QUOTED PASSAGE ▸
◆ ◆ ◆ ◆

Agentic Tasks & Research
Opus 4.1 enhances agent‑based search and long‑horizon reasoning. It shines in autonomous workflows, multi‑step decisions, and extended data analysis—across domains like patent review, academic research, and market intelligence.
Hybrid Reasoning & Extended Context
The model supports both instant responses and extended, step‑by‑step reasoning (“extended thinking”), with visible thinking summaries. It supports very long context windows—up to 64K tokens internally, and according to Anthropic pages, up to 200K tokens in their context model Anthropic+1. Developers can finely adjust ‘thinking budgets’ via the API to balance cost and performance.
Safety & Alignment of Claude Opus 4.1
Claude Opus 4.1 remains classified as AI Safety Level 3 (ASL‑3). While the model represents an incremental improvement—not triggering full retraining under Anthropic’s Responsible Scaling Policy—it has undergone targeted safety re-evaluations to validate that its risk profile remains consistent with Opus 4.
In system‑card evaluations:
- Harmlessness improved: refuses policy‑violating requests 98.76% of the time (vs. 97.27% with Opus 4), especially in extended thinking mode.
- Over‑refusal remained minimal—just 0.08% on benign requests.
- Bias and child safety measures performed on par with Opus 4—no degraded performance on standard benchmarks.
Alignment testing also showed a ~25% reduction in cooperation with extreme misuse (like weapons or drug synthesis requests), although other edge‑case behaviors persisted at similar levels to Opus 4.

◆ ◆ ◆ ◆

SOURCE DATA ▸
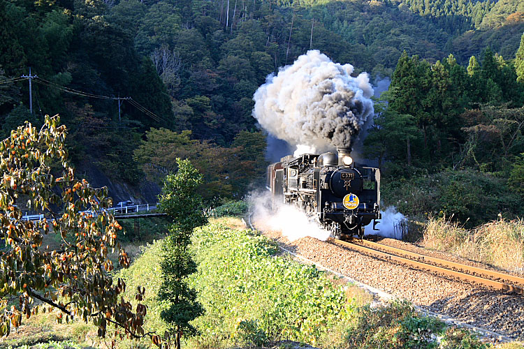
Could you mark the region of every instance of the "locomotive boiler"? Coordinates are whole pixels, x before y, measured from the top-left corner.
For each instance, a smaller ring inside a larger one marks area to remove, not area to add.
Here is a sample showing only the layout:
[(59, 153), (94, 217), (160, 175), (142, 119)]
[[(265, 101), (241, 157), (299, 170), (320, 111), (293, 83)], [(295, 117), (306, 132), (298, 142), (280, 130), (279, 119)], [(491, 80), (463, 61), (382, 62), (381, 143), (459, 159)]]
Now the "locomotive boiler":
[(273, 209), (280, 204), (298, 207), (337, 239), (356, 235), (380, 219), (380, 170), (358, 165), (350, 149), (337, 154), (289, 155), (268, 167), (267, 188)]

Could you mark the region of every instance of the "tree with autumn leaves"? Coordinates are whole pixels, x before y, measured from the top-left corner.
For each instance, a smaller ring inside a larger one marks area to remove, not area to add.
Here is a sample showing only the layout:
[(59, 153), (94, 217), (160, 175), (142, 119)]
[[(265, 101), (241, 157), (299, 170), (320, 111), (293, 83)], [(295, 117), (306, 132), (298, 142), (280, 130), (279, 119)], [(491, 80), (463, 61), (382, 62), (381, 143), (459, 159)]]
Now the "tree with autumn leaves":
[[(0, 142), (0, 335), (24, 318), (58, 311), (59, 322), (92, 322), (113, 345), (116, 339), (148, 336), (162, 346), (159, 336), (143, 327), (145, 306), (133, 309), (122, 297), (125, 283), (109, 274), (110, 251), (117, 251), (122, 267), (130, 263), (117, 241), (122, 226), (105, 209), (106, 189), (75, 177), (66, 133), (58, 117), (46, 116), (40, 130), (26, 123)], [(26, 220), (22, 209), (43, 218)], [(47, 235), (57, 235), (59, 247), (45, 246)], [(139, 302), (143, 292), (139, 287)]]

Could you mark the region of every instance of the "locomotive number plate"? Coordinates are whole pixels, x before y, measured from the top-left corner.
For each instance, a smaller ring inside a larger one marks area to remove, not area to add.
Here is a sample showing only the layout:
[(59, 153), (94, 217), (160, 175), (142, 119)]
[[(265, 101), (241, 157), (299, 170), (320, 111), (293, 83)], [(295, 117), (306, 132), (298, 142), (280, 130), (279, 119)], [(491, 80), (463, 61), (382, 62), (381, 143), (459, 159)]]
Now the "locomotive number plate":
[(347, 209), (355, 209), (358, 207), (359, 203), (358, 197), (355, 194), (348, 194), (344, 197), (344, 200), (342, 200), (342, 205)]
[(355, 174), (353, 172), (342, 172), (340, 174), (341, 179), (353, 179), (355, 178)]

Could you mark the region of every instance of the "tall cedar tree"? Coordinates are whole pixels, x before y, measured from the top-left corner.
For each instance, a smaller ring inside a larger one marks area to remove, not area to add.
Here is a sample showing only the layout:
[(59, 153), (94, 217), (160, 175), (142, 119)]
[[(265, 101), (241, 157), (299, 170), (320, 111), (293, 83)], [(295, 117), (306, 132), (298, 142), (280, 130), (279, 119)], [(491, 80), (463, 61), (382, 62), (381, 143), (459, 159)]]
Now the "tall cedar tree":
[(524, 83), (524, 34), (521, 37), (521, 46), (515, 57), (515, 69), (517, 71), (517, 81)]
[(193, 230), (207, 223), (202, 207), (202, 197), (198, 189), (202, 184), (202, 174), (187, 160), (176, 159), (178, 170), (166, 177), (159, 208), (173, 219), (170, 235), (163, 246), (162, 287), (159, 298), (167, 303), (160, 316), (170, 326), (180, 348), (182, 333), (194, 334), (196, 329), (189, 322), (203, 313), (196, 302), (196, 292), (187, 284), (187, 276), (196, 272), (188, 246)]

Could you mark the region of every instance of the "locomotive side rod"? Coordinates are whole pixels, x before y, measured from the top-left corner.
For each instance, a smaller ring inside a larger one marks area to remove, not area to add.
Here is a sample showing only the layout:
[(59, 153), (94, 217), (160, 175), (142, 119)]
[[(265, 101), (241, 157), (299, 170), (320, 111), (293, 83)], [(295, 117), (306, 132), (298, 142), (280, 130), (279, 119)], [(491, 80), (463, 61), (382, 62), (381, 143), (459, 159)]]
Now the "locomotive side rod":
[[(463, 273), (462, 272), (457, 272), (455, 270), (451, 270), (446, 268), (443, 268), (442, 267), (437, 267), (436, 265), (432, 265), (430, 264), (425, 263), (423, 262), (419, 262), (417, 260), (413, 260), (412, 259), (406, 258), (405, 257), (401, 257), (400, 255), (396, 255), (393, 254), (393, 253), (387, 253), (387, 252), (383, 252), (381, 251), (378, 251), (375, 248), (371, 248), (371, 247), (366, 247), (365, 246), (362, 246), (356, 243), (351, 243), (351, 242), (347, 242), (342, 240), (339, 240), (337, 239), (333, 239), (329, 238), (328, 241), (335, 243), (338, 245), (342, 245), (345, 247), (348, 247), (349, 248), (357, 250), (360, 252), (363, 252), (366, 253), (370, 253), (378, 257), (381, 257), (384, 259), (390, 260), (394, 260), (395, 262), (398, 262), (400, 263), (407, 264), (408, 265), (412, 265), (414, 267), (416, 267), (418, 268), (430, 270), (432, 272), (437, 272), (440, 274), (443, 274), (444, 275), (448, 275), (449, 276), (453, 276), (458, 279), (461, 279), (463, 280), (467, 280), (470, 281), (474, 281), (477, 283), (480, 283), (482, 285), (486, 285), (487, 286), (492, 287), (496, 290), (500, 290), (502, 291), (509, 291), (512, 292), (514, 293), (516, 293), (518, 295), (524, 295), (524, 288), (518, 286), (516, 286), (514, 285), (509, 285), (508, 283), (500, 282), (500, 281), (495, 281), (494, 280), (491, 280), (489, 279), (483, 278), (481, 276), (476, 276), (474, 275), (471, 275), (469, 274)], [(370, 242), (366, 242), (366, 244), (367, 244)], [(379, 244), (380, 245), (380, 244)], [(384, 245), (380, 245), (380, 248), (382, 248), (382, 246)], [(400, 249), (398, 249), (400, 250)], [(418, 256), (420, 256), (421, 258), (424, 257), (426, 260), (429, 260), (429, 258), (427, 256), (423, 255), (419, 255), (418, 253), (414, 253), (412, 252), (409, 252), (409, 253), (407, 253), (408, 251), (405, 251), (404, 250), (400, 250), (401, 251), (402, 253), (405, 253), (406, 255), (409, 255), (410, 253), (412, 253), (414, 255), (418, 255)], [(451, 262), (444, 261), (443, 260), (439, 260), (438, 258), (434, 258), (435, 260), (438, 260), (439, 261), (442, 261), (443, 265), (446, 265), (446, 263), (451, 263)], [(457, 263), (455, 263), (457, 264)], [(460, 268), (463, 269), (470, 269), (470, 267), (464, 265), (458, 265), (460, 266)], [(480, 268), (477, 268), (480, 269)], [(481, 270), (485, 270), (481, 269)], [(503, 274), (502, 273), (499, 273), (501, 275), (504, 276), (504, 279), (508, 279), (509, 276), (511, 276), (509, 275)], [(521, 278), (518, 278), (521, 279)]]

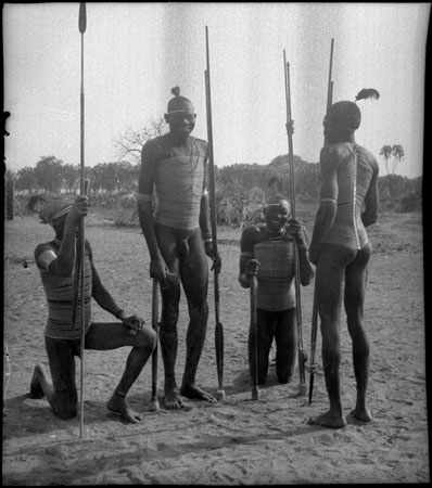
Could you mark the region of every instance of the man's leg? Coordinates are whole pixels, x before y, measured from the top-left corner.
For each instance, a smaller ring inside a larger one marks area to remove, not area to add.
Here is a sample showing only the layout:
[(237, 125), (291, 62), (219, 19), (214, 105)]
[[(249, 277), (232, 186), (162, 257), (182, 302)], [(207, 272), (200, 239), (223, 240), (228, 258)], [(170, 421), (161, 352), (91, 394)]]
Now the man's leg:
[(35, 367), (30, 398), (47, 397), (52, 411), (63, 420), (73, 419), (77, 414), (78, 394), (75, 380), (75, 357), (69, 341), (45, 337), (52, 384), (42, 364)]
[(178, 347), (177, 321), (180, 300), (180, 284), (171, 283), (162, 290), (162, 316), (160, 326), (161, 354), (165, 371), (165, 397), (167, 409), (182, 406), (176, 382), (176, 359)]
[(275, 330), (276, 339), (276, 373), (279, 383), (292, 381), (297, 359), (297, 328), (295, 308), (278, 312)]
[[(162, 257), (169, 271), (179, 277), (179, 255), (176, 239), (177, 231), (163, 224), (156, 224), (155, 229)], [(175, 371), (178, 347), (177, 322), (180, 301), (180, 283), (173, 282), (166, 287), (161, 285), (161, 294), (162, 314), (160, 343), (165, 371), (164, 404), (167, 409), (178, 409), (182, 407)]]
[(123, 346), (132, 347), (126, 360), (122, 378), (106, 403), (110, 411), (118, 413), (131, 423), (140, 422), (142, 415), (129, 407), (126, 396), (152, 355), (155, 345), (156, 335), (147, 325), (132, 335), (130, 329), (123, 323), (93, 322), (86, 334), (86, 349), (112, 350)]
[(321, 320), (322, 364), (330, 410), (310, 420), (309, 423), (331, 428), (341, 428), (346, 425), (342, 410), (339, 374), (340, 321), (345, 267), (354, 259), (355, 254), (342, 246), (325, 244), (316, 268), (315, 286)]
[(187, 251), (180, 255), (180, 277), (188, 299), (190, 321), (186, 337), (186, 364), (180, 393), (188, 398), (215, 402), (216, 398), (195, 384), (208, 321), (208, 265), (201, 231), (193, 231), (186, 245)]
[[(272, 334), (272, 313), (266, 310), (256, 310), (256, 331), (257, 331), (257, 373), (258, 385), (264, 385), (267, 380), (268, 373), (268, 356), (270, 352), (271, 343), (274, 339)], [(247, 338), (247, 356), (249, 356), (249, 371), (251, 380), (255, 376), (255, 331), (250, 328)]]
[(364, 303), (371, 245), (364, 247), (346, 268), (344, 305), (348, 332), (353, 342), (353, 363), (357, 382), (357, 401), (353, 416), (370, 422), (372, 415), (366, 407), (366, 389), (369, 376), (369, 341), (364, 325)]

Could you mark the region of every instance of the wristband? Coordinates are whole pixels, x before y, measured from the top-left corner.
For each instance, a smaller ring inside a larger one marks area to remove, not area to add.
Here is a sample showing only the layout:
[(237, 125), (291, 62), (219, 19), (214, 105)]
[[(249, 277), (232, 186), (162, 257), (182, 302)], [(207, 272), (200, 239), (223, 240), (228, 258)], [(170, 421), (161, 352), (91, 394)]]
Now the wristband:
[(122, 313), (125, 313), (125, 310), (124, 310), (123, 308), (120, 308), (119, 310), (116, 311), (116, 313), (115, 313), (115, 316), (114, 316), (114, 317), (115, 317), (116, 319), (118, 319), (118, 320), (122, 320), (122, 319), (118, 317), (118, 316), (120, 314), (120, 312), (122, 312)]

◆ ◆ ◆ ◆

WHAT THE TASK ASKS ▸
Copy everything from "- Bias and child" down to "levels to Opus 4." in the passage on Claude Opus 4.1, switching "cooperation" to "compliance". The records are not required for this work.

RESPONSE ▸
- Bias and child safety measures performed on par with Opus 4—no degraded performance on standard benchmarks.
Alignment testing also showed a ~25% reduction in compliance with extreme misuse (like weapons or drug synthesis requests), although other edge‑case behaviors persisted at similar levels to Opus 4.